Trascrivi senza alcuna modifica il brano dell'intervista che inizia con "Ti ricordi l'edificio?" e termina con "delle tue teorie?".

═══ Sezione del documento

Ricordo una conversazione con Rem Koolhaas. Quando è a Londra, abita alla fine della mia via. Circa cinque anni fa, ci incontriamo casualmente per strada, cominciamo a parlare delle persone che ricordiamo, dei tempi dell'insegnamento all'Architectural Association, in particolare del periodo tra gli anni Settanta e Ottanta. In quegli anni, molti dicevano di noi che eravamo degli artisti, interessati
solo a disegnare e dipingere, che non avevamo alcuna intenzione di costruire. Poi abbiamo fatto la lista dei 'nostri' e ci siamo accorti, invece, che tutti quelli che avevamo inserito nel nostro elenco, avevano in effetti cominciato a costruire: e Rem ha detto che si trattava proprio di una 'cospirazione'. Per certi versi, i rappresentanti del sistema non vogliono che gente come noi costruisca: preferiscono trattarti come un artista.
Sei soddisfatto della Kunsthaus di Graz?
Al novantacinque per cento. Il cinque per cento ha a che fare col trattamento dei lucernari, all'interno dell'edificio. A un certo punto, a Graz hanno bloccato i lavori, avevano finito i soldi. In realtà, i lucernari dovevano completare la curvatura.
Dovevano anche essere un po' più grandi, per aver maggior effetto, ma sono abbastanza soddisfatto. Ci sono cose di cui sono molto contento, come i passaggi esterni sul tetto o l'Ago: quando descrivo l'edificio nelle conferenze, dico sempre
che si tratta di un teatro in cui l'azione è ritardata. Il blocco centrale è staccato dalla strada, quasi nella classica maniera moderna in cui la struttura si trova più in alto rispetto al piano stradale. Poi ci entri quasi segretamente, ci entri con noncuranza usando il travelator – il nastro trasportatore. È piuttosto divertente, sali su questo congegno così ordinario e sparisci nell'ignoto. Lo spazio espositivo
è immerso completamente nell'ignoto: uno spazio misterioso. Poi sali i due piani, svoltando a gomito sul nastro trasportatore, fino a raggiungere l'ultimo livello. Poi, se vuoi, puoi uscire all'aperto per trovarti avvolto in questa sorpresa che è la città.
Ti ricordi l'edificio? Ci sono quei lunghi lucernari rivolti verso nord: eccetto uno, quello che io chiamo 'disubbidiente' e, se guardi attraverso quest'ultimo, vedi il Castello: in un certo senso, la città è l'opera d'arte fondamentale presentata nel museo.
Si trattava di un sito molto difficile, costretto, con ventisette ditte diverse con cui lavorare: tuttavia, in qualche modo, ha funzionato. Penso sarebbe stato più difficile costruirlo altrove.
Non è una contraddizione delle tue teorie?
Contraddizione della teoria, forse: ma, a livello pratico, si è fortunati quando si lavora in un posto in cui, alla fine, puoi realizzare veramente ciò che volevi. Mi pare curioso che, tra tutti i posti possibili, io abbia vinto tre gare d'appalto in Austria. Uno dei progetti non si è mai concretizzato, quello a cui avevo lavorato insieme a Christine Hawley: doveva sorgere sul fianco di una collina, un piccolo edificio
che rispondeva a uno schema molto bello. Purtroppo, ancora una volta, non c'erano i soldi: ma è interessante aver vinto tre gare in Austria e realizzato due progetti. È veramente strano e, allo stesso tempo, intrigante.

══════
═══ Materiale fornito

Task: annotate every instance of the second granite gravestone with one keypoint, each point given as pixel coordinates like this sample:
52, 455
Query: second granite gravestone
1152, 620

══════

(Risposta completa)
Ti ricordi l'edificio? Ci sono quei lunghi lucernari rivolti verso nord: eccetto uno, quello che io chiamo 'disubbidiente' e, se guardi attraverso quest'ultimo, vedi il Castello: in un certo senso, la città è l'opera d'arte fondamentale presentata nel museo.
Si trattava di un sito molto difficile, costretto, con ventisette ditte diverse con cui lavorare: tuttavia, in qualche modo, ha funzionato. Penso sarebbe stato più difficile costruirlo altrove.
Non è una contraddizione delle tue teorie?